**RECORDS PROVIDED**
= Beginning of Section =

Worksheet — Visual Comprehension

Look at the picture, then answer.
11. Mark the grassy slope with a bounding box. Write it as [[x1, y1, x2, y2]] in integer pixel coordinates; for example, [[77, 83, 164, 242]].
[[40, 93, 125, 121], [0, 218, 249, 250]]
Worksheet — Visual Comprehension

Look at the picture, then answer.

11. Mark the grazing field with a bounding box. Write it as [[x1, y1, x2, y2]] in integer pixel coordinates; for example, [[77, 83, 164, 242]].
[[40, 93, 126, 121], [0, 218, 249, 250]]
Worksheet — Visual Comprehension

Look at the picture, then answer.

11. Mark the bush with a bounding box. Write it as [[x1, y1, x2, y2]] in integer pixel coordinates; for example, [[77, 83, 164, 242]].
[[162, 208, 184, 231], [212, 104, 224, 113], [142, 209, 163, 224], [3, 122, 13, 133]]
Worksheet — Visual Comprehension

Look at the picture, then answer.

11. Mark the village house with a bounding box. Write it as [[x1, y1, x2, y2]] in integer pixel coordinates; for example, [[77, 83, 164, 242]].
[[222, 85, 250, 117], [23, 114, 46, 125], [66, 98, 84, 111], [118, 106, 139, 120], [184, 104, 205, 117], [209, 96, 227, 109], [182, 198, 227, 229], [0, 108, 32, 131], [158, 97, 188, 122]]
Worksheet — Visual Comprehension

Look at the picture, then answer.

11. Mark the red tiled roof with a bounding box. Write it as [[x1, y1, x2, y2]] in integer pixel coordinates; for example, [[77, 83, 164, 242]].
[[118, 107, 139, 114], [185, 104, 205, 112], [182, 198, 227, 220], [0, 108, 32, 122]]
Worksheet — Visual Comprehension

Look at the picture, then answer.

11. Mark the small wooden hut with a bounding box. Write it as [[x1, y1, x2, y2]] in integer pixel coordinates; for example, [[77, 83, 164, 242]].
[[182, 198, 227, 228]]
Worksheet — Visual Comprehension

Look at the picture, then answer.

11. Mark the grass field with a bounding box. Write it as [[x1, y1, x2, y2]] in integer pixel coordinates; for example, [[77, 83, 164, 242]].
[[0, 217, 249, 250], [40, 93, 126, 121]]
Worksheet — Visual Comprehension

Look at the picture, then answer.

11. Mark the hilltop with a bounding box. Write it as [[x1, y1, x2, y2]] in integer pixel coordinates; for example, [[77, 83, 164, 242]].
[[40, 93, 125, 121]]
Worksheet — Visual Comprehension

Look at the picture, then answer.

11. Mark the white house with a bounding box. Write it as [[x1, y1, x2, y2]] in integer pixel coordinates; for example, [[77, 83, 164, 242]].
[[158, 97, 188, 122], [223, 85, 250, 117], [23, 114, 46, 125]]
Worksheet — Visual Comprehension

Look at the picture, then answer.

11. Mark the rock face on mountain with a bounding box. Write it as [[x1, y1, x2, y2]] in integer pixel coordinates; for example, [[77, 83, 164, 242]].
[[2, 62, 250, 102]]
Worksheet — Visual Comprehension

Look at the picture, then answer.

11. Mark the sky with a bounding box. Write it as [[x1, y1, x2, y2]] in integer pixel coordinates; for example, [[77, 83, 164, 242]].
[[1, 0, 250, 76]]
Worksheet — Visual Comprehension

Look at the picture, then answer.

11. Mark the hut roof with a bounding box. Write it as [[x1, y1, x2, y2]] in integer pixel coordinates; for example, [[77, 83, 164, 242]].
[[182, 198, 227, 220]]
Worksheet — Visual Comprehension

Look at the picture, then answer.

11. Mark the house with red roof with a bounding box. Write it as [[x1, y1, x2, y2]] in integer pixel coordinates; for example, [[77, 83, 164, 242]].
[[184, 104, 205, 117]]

= End of Section =

**WORK ORDER**
Would you copy out all of the entries exactly?

**RESULT**
Worksheet — Visual Comprehension

Look at the picture, then answer.
11. Mark the grassy slope with a bounding box. Write it as [[x1, y1, x2, y2]] in integer pixel coordinates; for example, [[77, 83, 164, 242]].
[[40, 93, 125, 121], [0, 218, 249, 250]]
Worksheet — Visual Comprehension

Look at the picture, then answer.

11. Mark the grazing field with a bounding box. Write it as [[x1, y1, x2, y2]] in integer pixel coordinates; for example, [[77, 83, 164, 242]].
[[40, 93, 126, 121], [0, 218, 249, 250]]
Worksheet — Visual Comprehension

Look at the picture, then answer.

11. Mark the bush with a bounding box. Write it as [[x1, y1, x2, y2]] in integer pixel coordinates; for example, [[77, 83, 164, 242]].
[[162, 208, 184, 231], [212, 104, 224, 113], [142, 209, 163, 224], [3, 122, 13, 133]]
Worksheet — Visual Comprehension

Look at the picture, then answer.

11. Mark the village house with a bounding box. Write it as [[x1, y1, x2, y2]] in integer pixel coordinates; for example, [[77, 83, 164, 242]].
[[222, 85, 250, 117], [23, 114, 46, 125], [66, 98, 84, 111], [118, 106, 139, 120], [184, 104, 205, 117], [209, 96, 227, 109], [182, 198, 227, 229], [0, 108, 32, 131], [158, 97, 188, 122]]
Worksheet — Visual Comprehension

Look at the picture, then answer.

11. Mark the red tiled roof with a bounding box. Write it as [[x1, y1, x2, y2]] in integer pixel coordinates; for example, [[77, 83, 164, 242]].
[[118, 107, 139, 114], [185, 104, 205, 112], [182, 198, 227, 220], [0, 108, 32, 122]]
Worksheet — Visual Comprehension

Look at the picture, then answer.

11. Mark the small wooden hut with a bounding box. Write it as [[x1, y1, x2, y2]] in integer pixel coordinates; for example, [[77, 83, 164, 242]].
[[182, 198, 227, 228]]
Worksheet — Visual Comprehension

Look at the picture, then answer.

11. Mark the grass field with a bounding box. Write it as [[x1, y1, x2, y2]] in integer pixel coordinates; for example, [[77, 83, 164, 242]].
[[0, 217, 249, 250], [40, 93, 126, 121]]
Worksheet — Visual Comprehension

Look at the picture, then answer.

11. Mark the hilltop with a bounding box. Write it as [[x1, y1, x2, y2]] in integer pixel coordinates; for example, [[77, 83, 164, 242]].
[[40, 93, 125, 121]]
Worksheet — Visual Comprehension

Look at the picture, then answer.

11. Mark the white house with a bounding box. Write it as [[x1, y1, x2, y2]] in integer pixel coordinates; for example, [[77, 83, 164, 242]].
[[158, 97, 188, 122], [223, 85, 250, 117], [23, 114, 46, 125]]
Worksheet — Visual Comprehension

Look at the picture, then answer.

11. Mark the rock face on mountain with a bounding box. Write it as [[x1, y1, x2, y2]] in integer pixel coordinates; for example, [[77, 83, 164, 242]].
[[2, 62, 250, 102]]
Worksheet — Visual Comprehension

Look at the picture, then answer.

11. Mark the sky with a bounding box. Write it as [[x1, y1, x2, y2]] in integer pixel coordinates; for example, [[77, 83, 164, 242]].
[[1, 0, 250, 76]]
Worksheet — Visual Comprehension

Look at the picture, then answer.

11. Mark the hut roof with a bounding box. Write it as [[x1, y1, x2, y2]] in integer pixel coordinates; for example, [[77, 83, 164, 242]].
[[182, 198, 227, 220]]
Worksheet — Visual Comprehension

Look at the picture, then answer.

11. Mark the house with red roof with a bounding box. Write it as [[x1, y1, x2, y2]] in integer pixel coordinates; for example, [[77, 83, 164, 242]].
[[184, 104, 205, 117]]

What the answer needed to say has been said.